# Schriftliche Aufgabe A
Prüfe anhand der Pressemitteilung, ob die Aussagen (i) bis (iii) zutreffen, und belege jede Antwort mit Ja oder Nein sowie dem wörtlich zitierten entscheidenden Textteil: (i) Das Prostituiertenschutzgesetz soll bundesweit am 1. Juli 2017 in Kraft treten. (ii) Der Münchner Stadtrat fasste seinen Beschluss am 8.12.2016. (iii) Die Stellungnahme von Doña Carmen e.V. kommt zum Fazit „Illegalität per Gesetz“.
# Schriftliche Aufgabe B
Übersetze diesen Satz aus der Pressemitteilung ins Englische: „Dieses Gesetz soll bundesweit am 1. Juli 2017 in Kraft treten.“
# Schriftliche Aufgabe C
Fasse den Absatz der Pressemitteilung, der mit „„Illegalität per Gesetz“ – so lautet“ beginnt, als Stichpunktliste zusammen und behalte dabei seine wesentlichen Fakten bei.

***** Auszug zum Lesen *****

Pressemitteilung: Stadt München zwingt Sexarbeiter/innen in den Untergrund

Doña-Carmen-Stellungnahme verweist auf vorprogrammiertes Chaos bei der Umsetzung des ‚Prostituiertenschutzgesetzes‘ in der bayerischen Landeshauptstadt

„Illegalität per Gesetz“ – so lautet das Fazit einer kritischen Stellungnahme von Doña Carmen e.V. zur Umsetzung des Prostituiertenschutzgesetzes in München. Dieses Gesetz soll bundesweit am 1. Juli 2017 in Kraft treten. Aus diesem Grund hat die Stadt München durch Beschluss des Gesundheitsausschusses vom 8.12.2016 sowie einen entsprechenden Beschluss des Münchner Stadtrats vom 14.12.2016 personelle und organisatorische Vorgaben für die fortan erforderliche „gesundheitliche Pflichtberatung“ von Sexarbeiter/innen formuliert.

***** Datensätze *****

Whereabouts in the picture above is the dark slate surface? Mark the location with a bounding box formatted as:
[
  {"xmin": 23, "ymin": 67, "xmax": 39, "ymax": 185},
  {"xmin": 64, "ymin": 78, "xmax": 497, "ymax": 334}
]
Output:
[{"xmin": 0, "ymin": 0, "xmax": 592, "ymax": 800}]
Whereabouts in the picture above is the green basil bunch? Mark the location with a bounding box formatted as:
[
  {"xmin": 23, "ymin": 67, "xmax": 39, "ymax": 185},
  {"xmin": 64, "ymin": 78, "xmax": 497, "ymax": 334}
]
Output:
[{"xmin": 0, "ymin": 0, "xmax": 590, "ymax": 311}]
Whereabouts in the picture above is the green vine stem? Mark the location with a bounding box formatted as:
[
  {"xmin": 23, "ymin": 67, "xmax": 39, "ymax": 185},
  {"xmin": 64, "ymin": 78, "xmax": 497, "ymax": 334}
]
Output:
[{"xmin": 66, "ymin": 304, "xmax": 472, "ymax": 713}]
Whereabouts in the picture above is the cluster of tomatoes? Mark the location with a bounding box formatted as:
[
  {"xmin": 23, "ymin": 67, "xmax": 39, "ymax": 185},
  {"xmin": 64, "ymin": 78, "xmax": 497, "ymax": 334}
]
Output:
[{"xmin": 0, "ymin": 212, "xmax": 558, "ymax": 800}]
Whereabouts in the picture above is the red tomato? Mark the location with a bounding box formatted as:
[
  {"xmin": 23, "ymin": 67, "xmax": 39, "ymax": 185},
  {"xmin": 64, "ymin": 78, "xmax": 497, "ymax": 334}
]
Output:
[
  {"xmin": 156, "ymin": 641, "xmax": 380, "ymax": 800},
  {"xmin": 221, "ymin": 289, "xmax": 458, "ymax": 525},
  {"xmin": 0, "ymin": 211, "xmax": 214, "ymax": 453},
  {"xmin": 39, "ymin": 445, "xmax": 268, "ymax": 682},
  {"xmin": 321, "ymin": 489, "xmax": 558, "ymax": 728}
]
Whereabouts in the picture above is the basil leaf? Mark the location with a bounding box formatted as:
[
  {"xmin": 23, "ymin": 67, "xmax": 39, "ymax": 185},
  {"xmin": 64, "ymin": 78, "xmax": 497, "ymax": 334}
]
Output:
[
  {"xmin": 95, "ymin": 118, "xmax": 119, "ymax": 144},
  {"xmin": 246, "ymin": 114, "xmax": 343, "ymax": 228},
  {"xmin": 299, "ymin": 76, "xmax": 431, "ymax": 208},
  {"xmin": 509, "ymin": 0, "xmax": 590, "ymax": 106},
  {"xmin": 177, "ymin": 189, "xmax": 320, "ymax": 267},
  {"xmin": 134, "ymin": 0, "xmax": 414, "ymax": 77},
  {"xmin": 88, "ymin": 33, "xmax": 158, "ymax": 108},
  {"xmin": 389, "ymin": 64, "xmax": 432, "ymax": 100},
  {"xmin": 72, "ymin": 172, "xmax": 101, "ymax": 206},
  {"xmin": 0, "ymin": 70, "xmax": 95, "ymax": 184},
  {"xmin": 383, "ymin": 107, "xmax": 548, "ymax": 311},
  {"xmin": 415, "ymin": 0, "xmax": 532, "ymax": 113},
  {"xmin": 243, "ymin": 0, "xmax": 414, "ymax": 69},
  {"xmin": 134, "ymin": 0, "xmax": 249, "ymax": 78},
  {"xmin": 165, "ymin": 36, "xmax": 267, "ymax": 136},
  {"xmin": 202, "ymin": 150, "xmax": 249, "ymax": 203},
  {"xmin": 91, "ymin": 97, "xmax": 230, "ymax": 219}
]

*****

# Richtige Lösung A
(i) Ja – „Dieses Gesetz soll bundesweit am 1. Juli 2017 in Kraft treten.“
(ii) Nein – „einen entsprechenden Beschluss des Münchner Stadtrats vom 14.12.2016“
(iii) Ja – „„Illegalität per Gesetz“ – so lautet das Fazit einer kritischen Stellungnahme von Doña Carmen e.V.“

# Richtige Lösung B
This law is to take effect nationwide on July 1, 2017.

# Richtige Lösung C
- Doña Carmen e.V. kritisiert in einer Stellungnahme die Umsetzung des Prostituiertenschutzgesetzes in München; Fazit: „Illegalität per Gesetz“.
- Das Gesetz soll bundesweit am 1. Juli 2017 in Kraft treten.
- Deshalb hat die Stadt München personelle und organisatorische Vorgaben für die künftig erforderliche „gesundheitliche Pflichtberatung“ von Sexarbeiter/innen formuliert.
- Grundlage sind ein Beschluss des Gesundheitsausschusses vom 8.12.2016 und ein Beschluss des Münchner Stadtrats vom 14.12.2016.